━━━━━ Records to use ━━━━━
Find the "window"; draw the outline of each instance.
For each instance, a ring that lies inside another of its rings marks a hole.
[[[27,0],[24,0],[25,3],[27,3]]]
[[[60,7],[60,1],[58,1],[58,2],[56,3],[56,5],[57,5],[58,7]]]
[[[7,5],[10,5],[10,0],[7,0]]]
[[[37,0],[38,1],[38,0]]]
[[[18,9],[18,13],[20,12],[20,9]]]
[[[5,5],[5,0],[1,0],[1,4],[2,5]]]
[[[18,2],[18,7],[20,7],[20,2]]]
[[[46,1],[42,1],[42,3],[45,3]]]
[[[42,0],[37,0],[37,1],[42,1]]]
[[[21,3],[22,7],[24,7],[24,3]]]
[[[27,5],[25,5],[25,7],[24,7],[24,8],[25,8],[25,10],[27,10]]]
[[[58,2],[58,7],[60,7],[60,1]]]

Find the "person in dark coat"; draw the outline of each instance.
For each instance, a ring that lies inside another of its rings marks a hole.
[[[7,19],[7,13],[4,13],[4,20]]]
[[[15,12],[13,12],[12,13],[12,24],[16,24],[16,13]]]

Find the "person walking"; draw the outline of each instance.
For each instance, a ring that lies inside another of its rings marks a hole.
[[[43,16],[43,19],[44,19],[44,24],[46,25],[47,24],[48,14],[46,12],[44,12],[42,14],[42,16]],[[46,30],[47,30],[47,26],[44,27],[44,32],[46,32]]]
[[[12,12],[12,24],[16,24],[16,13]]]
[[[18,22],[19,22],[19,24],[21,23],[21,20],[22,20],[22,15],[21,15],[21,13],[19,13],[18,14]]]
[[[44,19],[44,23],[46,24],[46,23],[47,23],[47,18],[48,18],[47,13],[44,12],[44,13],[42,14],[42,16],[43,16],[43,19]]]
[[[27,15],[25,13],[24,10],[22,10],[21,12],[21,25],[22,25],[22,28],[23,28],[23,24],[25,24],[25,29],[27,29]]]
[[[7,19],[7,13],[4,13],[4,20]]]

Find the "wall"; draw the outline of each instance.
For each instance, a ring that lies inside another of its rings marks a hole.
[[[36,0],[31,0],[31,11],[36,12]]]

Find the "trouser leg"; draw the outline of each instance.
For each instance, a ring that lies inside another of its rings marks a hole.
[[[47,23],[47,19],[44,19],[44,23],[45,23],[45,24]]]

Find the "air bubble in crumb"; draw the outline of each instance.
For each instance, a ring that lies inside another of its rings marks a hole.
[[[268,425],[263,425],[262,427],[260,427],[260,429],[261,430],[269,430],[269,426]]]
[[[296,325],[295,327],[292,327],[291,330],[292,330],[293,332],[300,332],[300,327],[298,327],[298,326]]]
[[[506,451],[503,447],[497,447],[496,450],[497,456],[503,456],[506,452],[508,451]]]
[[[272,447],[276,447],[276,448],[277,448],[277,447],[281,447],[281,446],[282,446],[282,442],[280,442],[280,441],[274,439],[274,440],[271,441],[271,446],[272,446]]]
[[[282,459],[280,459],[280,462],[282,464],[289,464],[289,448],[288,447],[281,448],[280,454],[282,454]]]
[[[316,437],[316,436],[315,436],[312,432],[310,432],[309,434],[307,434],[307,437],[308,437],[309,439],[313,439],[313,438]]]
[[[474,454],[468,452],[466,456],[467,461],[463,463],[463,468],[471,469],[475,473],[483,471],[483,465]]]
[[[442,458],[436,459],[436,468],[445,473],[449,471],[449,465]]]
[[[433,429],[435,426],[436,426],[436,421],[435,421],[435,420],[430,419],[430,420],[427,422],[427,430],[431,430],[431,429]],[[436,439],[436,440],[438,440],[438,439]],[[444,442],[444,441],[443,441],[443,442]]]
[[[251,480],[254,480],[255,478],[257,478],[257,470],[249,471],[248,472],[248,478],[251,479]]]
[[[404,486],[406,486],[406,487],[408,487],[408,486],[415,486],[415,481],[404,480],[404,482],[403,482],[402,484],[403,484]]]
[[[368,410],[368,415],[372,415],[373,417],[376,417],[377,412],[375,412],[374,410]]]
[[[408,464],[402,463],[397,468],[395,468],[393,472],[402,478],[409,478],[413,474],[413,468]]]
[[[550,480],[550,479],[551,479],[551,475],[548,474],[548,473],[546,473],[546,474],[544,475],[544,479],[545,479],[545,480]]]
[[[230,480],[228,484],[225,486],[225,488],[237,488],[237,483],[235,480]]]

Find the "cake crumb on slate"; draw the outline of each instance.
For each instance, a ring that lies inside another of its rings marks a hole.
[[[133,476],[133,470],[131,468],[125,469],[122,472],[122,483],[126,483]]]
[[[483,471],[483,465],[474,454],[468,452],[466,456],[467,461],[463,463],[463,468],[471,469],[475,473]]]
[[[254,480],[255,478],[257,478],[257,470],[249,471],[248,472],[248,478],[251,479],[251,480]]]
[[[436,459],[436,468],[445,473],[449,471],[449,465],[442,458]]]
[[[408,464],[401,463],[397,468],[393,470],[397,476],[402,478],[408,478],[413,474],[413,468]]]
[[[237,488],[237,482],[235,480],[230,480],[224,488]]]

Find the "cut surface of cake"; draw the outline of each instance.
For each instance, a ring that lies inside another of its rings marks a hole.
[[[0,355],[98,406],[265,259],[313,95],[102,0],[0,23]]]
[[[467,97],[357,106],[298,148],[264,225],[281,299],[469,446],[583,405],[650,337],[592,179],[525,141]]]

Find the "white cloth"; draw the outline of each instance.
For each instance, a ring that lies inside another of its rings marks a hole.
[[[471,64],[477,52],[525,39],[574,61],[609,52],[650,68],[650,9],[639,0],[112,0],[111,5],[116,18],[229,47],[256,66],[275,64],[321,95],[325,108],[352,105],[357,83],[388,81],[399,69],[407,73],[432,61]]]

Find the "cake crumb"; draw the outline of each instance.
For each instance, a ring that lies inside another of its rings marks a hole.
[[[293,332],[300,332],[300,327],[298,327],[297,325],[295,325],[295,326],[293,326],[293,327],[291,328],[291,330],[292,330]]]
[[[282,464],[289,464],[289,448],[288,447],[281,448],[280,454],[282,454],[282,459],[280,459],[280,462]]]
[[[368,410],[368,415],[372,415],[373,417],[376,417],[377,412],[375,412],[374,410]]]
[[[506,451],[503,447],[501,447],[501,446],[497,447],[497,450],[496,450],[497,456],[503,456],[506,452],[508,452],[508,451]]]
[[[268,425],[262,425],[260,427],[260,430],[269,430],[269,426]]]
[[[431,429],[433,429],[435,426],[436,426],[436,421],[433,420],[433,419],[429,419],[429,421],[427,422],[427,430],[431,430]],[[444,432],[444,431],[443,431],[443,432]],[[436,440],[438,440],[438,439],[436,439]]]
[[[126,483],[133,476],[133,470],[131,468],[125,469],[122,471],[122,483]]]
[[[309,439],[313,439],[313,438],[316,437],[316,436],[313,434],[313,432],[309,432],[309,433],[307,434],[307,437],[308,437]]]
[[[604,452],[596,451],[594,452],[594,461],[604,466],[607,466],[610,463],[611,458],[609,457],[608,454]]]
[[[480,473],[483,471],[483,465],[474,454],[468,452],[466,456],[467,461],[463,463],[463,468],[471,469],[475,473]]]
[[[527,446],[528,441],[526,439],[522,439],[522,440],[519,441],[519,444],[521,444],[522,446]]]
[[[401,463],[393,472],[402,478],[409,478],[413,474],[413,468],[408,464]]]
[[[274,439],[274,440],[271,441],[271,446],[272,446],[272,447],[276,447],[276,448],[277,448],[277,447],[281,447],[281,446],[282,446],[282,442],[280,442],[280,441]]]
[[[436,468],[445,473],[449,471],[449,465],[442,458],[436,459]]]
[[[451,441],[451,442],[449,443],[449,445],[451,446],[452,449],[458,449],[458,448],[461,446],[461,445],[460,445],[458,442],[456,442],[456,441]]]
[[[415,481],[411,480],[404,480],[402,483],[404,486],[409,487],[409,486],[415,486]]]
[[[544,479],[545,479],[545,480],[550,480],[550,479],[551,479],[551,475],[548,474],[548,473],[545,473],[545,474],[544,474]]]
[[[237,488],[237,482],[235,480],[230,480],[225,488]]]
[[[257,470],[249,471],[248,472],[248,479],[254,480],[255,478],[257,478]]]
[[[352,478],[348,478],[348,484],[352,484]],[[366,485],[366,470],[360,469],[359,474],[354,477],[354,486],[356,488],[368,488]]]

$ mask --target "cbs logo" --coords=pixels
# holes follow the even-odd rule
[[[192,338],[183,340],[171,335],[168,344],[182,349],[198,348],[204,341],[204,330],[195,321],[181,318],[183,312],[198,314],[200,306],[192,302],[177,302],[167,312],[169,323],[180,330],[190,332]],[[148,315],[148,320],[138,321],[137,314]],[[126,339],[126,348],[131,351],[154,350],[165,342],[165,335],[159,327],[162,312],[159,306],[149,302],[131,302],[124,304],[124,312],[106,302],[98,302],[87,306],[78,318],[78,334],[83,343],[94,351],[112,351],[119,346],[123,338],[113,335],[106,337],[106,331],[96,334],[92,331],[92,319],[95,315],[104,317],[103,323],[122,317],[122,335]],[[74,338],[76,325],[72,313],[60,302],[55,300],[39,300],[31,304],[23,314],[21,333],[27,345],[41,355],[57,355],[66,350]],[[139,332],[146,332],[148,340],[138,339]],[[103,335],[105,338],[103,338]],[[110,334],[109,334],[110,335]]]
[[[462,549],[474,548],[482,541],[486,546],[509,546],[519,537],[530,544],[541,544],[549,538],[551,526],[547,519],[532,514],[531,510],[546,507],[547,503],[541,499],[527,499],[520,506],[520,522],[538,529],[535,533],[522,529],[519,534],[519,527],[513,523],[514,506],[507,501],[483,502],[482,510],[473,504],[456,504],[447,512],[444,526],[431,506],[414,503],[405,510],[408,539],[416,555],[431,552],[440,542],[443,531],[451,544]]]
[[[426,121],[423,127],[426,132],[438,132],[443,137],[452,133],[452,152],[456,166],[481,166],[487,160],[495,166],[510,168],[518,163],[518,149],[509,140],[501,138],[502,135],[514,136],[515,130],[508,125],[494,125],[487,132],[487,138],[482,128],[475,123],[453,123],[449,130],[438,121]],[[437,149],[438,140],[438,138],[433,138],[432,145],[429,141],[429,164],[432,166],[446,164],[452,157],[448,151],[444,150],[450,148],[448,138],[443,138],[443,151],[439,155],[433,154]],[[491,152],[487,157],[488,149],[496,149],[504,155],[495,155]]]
━━━━━
**Action item**
Scan the data for the string "person" and copy each line in which it occurs.

**Result of the exercise**
Find the "person in dark coat"; draw the outline of each instance.
Find the "person walking"; draw the outline of each instance.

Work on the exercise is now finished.